• **GIVEN TASK**
Are you able to retype all the records below exactly?

• **MATERIAL FOR THIS EXERCISE**
--

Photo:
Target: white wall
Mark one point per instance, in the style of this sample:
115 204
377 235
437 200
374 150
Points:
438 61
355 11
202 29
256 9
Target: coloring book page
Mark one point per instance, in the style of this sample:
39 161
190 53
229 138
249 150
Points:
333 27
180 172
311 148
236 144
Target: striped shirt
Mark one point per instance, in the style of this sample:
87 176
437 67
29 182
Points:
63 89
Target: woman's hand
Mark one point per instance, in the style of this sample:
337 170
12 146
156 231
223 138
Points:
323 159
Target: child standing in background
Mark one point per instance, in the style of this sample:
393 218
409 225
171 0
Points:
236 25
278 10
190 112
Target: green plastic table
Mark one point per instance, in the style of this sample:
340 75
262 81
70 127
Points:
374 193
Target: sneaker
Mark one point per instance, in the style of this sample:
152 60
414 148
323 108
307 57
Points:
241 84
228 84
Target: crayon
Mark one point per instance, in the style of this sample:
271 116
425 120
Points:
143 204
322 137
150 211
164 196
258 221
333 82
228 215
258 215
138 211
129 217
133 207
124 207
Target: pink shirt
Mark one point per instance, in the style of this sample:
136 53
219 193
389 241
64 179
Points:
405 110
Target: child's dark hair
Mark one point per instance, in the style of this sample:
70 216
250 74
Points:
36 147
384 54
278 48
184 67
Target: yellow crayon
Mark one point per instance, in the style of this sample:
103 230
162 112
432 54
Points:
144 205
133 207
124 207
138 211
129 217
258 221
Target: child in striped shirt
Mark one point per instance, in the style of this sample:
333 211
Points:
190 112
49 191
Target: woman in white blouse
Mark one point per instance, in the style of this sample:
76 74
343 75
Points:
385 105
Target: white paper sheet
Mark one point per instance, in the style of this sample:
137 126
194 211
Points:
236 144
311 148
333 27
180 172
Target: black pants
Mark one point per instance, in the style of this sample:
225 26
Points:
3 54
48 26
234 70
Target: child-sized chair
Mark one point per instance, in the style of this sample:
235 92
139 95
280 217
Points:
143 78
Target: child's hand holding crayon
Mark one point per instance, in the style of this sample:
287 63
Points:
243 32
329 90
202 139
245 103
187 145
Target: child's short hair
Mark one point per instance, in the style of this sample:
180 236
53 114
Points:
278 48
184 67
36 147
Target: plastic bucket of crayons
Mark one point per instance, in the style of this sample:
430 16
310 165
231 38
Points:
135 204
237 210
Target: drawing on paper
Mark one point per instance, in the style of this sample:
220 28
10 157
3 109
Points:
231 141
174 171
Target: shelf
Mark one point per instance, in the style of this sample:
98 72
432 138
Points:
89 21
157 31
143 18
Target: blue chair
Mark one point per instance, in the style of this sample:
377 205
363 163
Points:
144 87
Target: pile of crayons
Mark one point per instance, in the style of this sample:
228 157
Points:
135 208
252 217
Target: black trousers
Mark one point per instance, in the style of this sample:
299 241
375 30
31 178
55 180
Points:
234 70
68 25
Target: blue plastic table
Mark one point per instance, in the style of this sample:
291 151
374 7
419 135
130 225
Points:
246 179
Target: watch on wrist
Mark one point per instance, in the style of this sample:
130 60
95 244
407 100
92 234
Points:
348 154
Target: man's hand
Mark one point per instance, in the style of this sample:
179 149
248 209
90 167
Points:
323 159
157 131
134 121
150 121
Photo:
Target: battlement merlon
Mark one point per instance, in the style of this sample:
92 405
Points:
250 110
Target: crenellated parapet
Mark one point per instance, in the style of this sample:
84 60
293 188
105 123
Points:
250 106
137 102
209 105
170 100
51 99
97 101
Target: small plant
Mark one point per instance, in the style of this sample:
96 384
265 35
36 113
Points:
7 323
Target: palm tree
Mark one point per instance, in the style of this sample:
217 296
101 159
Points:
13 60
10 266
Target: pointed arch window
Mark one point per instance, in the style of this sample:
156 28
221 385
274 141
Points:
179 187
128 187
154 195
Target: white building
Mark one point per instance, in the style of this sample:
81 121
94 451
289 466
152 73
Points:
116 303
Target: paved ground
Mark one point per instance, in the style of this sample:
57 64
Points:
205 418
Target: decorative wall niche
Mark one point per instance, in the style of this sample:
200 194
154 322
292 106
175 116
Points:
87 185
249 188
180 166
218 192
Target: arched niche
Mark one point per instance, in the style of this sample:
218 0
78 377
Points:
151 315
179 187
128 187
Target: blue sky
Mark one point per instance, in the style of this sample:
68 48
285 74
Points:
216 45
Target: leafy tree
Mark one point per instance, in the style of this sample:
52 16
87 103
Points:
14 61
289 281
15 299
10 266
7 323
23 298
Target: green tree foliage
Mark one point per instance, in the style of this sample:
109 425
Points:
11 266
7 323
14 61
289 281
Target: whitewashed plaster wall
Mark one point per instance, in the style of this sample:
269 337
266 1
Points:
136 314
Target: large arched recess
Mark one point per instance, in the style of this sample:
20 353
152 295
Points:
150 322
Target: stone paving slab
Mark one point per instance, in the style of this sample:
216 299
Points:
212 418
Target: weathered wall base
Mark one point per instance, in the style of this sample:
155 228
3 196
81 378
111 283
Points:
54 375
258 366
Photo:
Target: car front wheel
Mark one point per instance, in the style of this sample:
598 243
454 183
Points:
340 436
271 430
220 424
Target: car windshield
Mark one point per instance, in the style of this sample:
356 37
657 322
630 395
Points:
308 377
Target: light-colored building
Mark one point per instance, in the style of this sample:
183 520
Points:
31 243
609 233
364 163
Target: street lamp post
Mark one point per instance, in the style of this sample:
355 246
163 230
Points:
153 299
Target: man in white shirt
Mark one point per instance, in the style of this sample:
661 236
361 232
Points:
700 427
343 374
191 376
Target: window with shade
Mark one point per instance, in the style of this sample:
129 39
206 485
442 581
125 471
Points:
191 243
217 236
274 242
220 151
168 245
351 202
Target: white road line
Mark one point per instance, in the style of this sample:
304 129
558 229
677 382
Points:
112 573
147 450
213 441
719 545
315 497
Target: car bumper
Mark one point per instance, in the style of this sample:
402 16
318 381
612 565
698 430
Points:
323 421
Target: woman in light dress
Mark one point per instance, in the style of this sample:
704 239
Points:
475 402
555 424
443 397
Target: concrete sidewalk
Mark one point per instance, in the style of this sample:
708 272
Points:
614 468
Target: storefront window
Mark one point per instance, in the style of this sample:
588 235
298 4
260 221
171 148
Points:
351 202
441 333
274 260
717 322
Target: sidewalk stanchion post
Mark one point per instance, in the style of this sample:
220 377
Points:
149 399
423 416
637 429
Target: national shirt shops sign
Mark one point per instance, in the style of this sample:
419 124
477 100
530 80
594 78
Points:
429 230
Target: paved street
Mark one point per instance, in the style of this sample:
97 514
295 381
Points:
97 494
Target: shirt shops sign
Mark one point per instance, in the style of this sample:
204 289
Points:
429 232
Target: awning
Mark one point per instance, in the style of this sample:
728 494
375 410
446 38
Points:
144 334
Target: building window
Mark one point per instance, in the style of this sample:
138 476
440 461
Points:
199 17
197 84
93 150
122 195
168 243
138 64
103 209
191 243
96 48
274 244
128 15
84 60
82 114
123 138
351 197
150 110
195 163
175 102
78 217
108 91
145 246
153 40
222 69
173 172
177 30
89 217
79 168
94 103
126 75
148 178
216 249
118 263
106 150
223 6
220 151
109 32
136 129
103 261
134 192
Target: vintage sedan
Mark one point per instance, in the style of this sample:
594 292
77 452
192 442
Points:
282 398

--

• **RESULT**
Photo:
Target: white wall
Mark one point per instance, in the style of this sample:
115 204
377 235
437 200
374 150
Points:
438 61
355 11
202 29
256 9
Target: coloring book page
Mark one point per instance, in the style of this sample:
39 161
190 53
229 138
249 150
Points:
333 27
180 172
311 148
236 144
Target: striped shirt
Mark one point per instance, in the style of this sample:
87 176
437 67
29 182
Points:
63 89
Target: woman's hand
Mark one point per instance, in the style of this sample:
337 170
12 146
156 231
223 138
Points:
323 159
Target: child standing in background
Mark one point per instance, in the style of this sample:
393 218
409 225
171 0
Points:
236 25
278 10
190 112
Target: green plastic table
Mark one point per instance, in the style of this sample:
340 75
262 81
70 127
Points:
374 193
Target: sneaker
Mark one point per instance, in the style of this sample:
152 60
414 148
323 108
307 57
Points:
241 84
228 84
Target: crayon
Mark one point per instance, in the style of this sample:
271 116
425 120
Points:
143 204
322 137
150 211
164 196
258 221
333 82
228 215
258 215
138 211
129 217
133 207
124 207
Target: pink shirt
Mark one point per instance, in the style of this sample:
136 53
219 193
389 241
64 179
Points:
405 110
Target: child's dark hair
Mark one point per instance, in the style of this sample:
70 216
250 74
Points:
36 147
384 54
278 48
184 67
Target: yellow crayon
Mark one point per instance, in the style of this sample:
103 230
162 112
432 54
Points:
144 205
133 207
124 207
138 211
129 217
258 221
Target: child in striped shirt
Mark one point per instance, in the style of this sample:
333 211
Points:
190 112
49 191
Target: woman in white blouse
Mark one point per instance, in the style of this sample:
76 74
343 75
Points:
385 105
Target: white paper sheet
Mark one point per instance, in the style of this sample:
137 126
194 211
Points:
236 144
311 148
333 27
180 172
Target: black pants
Mark one point per instance, in the style of this sample:
225 26
Points:
3 54
48 26
234 70
Target: child-sized chair
Mark one point per instance, in the style of this sample:
235 92
139 95
280 217
Points:
143 78
Target: child's hand holding crayon
Mark one point per instance, in the style of this sample:
287 63
Points:
243 32
329 90
202 139
245 103
187 145
Target: child's short hair
Mark one point per instance, in the style of this sample:
180 236
53 114
Points:
278 48
184 67
36 147
Target: plastic bucket of crayons
Mark one point per instance, in the style of this sample:
430 16
310 165
231 38
Points:
135 204
237 210
Target: drawing on paper
Mark one point per instance, in the style of this sample:
220 28
10 157
3 109
Points:
231 141
174 171
Target: shelf
Mark one point per instance, in the style of this sample:
98 72
432 138
Points:
89 21
157 31
143 18
Target: blue chair
Mark one point per instance, in the style of this sample:
377 205
363 163
Points:
144 87
Target: pile of crayons
Mark one point per instance, in the style of this sample:
228 157
Points:
135 208
252 217
Target: black trousers
Mark one point per instance, in the style of this sample:
299 241
375 30
31 178
55 180
Points:
234 70
68 25
Target: blue plastic table
Mark one point per instance, in the style of this sample:
291 151
374 7
419 135
130 225
Points:
246 179
Target: watch on wrist
Mark one point per instance, in the style of this sample:
130 60
95 244
407 100
92 234
Points:
348 154
Target: man's hand
Mark one point per instance, in the style of this sample:
179 149
248 209
90 167
Points:
323 159
157 131
134 121
150 121
Photo:
Target: battlement merlon
Mark one point per instance, in the style of this sample:
92 405
Points:
250 110
Target: crenellated parapet
Mark one point per instance, in the style of this sample:
84 60
293 188
105 123
Points:
250 106
137 102
209 105
170 100
51 99
97 101
Target: small plant
Mark one point per instance, in the style of this sample:
96 384
265 35
36 113
Points:
7 323
Target: palm tree
Mark one point per instance, in the style of this sample:
217 296
101 159
Points:
13 60
10 266
Target: pointed arch window
Mark one point per instance, in the style of this sample:
156 28
221 385
274 141
Points:
179 187
128 187
154 195
Target: white building
Mark one point per instance, in the style of this sample:
81 121
94 451
289 466
152 73
Points:
116 303
Target: paved ground
Mark one point per instance, in the style of this sample:
57 64
Points:
205 418
Target: decorative wall niche
Mark one point per instance, in the style of this sample:
200 194
154 322
292 106
175 116
Points:
87 185
249 188
180 166
218 192
Target: arched niche
Mark one point per instance, in the style of this sample:
218 0
78 377
Points:
151 315
179 187
128 187
Target: blue sky
Mark one point per instance, in the style of this sample:
68 48
285 74
Points:
216 45
Target: leafy tree
Mark one point per instance, in the style of this sample:
52 16
87 103
Points:
14 61
289 281
15 299
10 266
7 323
23 298
Target: green tree foliage
Mark one point per instance, in the style of this sample:
109 425
Points:
11 266
7 323
14 61
289 281
Target: whitewashed plaster wall
Mark one point per instance, in the style of this sample:
269 337
266 1
Points:
136 314
Target: large arched recess
Mark one point per instance, in the style of this sample:
20 353
152 295
Points:
150 322
Target: stone paving slab
Mark one point per instance, in the style of this sample:
216 299
Points:
212 418
Target: weathered wall base
Mark one point per instance, in the style of this sample:
155 228
3 196
81 378
111 283
Points:
54 375
258 366
Photo:
Target: car front wheel
Mark one point per instance, in the style of this sample:
598 243
454 183
Points:
340 436
271 430
220 424
Target: car windshield
Mark one point per instance, in the style of this sample:
356 37
657 322
630 395
Points:
308 377
Target: light-colored building
Mark one point per instance, in the style of this sample:
183 520
Points:
31 243
609 233
364 163
Target: street lamp post
Mark one point per instance, in the style of this sample:
355 246
163 230
Points:
153 299
Target: man in white shirt
Mark one point per instance, in the style of this sample:
661 236
361 232
Points:
700 427
343 374
191 376
Target: window with shade
Mark one point per instance, in the style of this sample:
129 39
206 485
442 581
125 471
Points:
191 243
217 236
274 242
220 151
168 245
351 202
Target: white road line
Mark one point per instance, in the style of this sample:
304 129
558 229
677 382
Points:
112 573
147 450
213 441
719 545
315 497
Target: car bumper
Mark one point per instance, in the style of this sample:
402 16
318 381
612 565
698 430
Points:
323 421
Target: woman in light dress
Mark one point per instance, in the style of this sample:
704 239
Points:
475 402
555 424
443 397
Target: concrete sidewalk
Mark one point per instance, in the style of this sample:
708 272
Points:
614 468
Target: storefront window
Mark one point per instance, in the style of this sample:
588 235
298 4
260 221
171 148
Points:
351 202
441 333
274 260
717 322
Target: sidewalk stanchion post
Mark one point per instance, in the style of this sample:
220 377
Points:
149 399
423 416
637 429
Target: national shirt shops sign
Mark one point per instance, in the style of this sample:
419 124
477 100
530 80
594 78
Points:
429 230
Target: paved street
Mark one point per instance, in the style of this sample:
97 514
295 381
Points:
97 494
Target: shirt shops sign
Mark one point per instance, in the style of this sample:
204 289
Points:
429 232
Target: awning
Mark one point per instance, in the style of this sample:
728 494
375 410
446 38
Points:
144 334
Target: building window
Mark one point per instance, in the style of this sample:
138 476
440 461
Points:
199 17
197 84
93 150
122 195
168 243
138 64
103 209
191 243
96 48
274 244
128 15
84 60
82 114
123 138
351 197
150 110
195 163
175 102
78 217
108 91
145 246
153 40
222 69
173 172
177 30
89 217
79 168
94 103
126 75
148 178
216 249
118 263
106 150
223 6
220 151
109 32
136 129
103 261
134 192
Target: vintage sedan
Mark one point per instance, in the style of this sample:
594 292
77 452
192 442
Points:
282 398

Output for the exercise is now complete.